● Set tasks
1. Answer these from the wind farm article:
(a) Near which road is the Dunbeg site located?
(b) How many homes will Dunbeg meet the electricity demand of?
(c) How much does Gaelectric plan to invest in Northern Ireland over the next 3 years?
2. Quote the stretch of the wind farm article from "Dunbeg will be" through "by mid 2014.".

● Quoted text

Example of Enercon turbine from Gaelectric wind farm at Carn Hill Newtownabbey Pic 2
Example of Enercon turbine from Gaelectric wind farm at Carn Hill Newtownabbey.
Rebecca Kincade on January 22, 2014 - 1:04 pm in News

Renewable energy and energy storage group, Gaelectric, has started construction of its 42MW wind farm site at Dunbeg, Co. Derry. The site is located near the A37 mid-way between Limavady and Coleraine.

Dunbeg will be one of the more significant wind farm developments on the island of Ireland and will generate sufficient renewable power to meet the electricity demand of 24,000 homes. The total investment at Dunbeg will amount to Stg£58 million. The development will consist of 14 Enercon wind turbines with a maximum hub height of 80 metres and a maximum blade diameter of 90 metres.  Preliminary works commenced towards the end of 2013 and the wind farm is due to be fully operational by mid 2014.

Patrick McClughan, Gaelectric’s Commercial Manager in Northern Ireland:“The Dunbeg wind farm development is the latest in a portfolio of renewable energy projects that Gaelectric is progressing in Northern Ireland. Gaelectric plans to invest £600 million in Northern Ireland in renewable energy generation and energy storage over the next 3 years. During 2013 Gaelectric raised £160 million in funding across its portfolio and will continue to raise finance to support the roll out of its project development programme. The commencement of construction of our Dunbeg site marks yet another milestone for our business in Northern Ireland and further strengthens Gaelectric’s platform in the energy market.

[Entries from an annotation dataset]
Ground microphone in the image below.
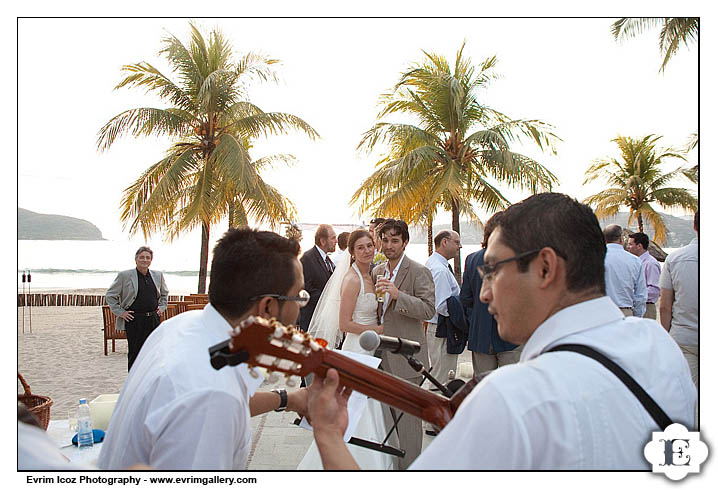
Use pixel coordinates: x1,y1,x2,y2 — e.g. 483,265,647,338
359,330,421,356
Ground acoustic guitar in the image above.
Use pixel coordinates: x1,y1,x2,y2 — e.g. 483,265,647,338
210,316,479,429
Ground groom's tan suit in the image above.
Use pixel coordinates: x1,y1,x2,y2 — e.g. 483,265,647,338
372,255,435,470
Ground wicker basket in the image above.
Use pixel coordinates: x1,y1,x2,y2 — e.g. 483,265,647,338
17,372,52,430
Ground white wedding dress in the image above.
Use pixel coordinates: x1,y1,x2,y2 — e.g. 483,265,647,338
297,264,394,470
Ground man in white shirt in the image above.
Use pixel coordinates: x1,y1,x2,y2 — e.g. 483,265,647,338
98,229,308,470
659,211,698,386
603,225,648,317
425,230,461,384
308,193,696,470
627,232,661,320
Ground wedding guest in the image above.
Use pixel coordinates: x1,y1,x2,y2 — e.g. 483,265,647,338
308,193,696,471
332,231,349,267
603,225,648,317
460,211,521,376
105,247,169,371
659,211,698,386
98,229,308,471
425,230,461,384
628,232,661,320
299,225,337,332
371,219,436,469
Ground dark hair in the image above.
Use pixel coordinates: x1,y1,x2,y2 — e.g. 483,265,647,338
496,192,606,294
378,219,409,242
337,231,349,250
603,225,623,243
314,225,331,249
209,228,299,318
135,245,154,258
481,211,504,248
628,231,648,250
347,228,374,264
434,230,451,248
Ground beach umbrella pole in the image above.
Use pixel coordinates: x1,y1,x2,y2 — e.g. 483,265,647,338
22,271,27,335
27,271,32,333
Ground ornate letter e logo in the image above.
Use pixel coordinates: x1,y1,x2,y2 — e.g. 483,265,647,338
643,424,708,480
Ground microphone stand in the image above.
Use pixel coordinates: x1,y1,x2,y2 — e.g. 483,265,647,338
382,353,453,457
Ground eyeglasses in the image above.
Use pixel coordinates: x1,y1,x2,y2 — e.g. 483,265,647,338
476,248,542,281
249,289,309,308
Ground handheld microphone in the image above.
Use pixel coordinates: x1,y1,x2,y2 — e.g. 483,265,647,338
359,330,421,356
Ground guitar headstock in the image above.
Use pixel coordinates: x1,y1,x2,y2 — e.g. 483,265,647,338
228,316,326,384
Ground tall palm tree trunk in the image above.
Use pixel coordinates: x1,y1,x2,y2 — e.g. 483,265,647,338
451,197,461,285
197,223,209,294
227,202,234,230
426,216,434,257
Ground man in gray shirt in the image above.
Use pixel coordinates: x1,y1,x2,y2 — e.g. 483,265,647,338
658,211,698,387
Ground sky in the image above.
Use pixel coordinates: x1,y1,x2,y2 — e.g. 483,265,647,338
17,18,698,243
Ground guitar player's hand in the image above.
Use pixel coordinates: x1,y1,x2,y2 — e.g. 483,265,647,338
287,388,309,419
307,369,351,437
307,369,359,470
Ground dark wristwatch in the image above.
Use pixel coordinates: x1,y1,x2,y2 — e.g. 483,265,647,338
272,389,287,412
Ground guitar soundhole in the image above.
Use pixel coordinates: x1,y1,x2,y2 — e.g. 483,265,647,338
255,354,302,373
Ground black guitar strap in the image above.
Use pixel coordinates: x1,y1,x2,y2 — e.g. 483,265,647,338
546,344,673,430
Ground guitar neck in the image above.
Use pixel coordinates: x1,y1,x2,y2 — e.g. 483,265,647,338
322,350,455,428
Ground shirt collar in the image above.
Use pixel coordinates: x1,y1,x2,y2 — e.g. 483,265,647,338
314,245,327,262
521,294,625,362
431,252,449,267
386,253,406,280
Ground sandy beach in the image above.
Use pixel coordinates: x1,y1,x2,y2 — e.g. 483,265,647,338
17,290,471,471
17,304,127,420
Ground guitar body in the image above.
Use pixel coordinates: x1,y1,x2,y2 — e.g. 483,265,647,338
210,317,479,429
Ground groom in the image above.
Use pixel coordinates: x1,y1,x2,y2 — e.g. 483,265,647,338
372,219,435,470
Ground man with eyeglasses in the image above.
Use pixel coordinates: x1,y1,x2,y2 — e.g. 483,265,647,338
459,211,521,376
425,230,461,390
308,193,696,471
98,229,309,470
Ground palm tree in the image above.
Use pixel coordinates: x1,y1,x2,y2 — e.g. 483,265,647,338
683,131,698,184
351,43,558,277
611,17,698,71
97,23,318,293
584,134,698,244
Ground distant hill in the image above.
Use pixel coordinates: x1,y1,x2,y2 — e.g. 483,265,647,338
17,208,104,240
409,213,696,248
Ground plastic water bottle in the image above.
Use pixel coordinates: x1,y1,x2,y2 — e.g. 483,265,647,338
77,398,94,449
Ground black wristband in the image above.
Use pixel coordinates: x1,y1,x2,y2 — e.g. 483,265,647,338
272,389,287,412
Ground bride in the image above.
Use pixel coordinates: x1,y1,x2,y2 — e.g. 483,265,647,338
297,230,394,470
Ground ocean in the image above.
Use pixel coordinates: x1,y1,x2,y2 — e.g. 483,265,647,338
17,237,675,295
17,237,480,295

● Written responses
1.
(a) The A37.
(b) 24,000 homes.
(c) £600 million.

2.
Dunbeg will be one of the more significant wind farm developments on the island of Ireland and will generate sufficient renewable power to meet the electricity demand of 24,000 homes. The total investment at Dunbeg will amount to Stg£58 million. The development will consist of 14 Enercon wind turbines with a maximum hub height of 80 metres and a maximum blade diameter of 90 metres.  Preliminary works commenced towards the end of 2013 and the wind farm is due to be fully operational by mid 2014.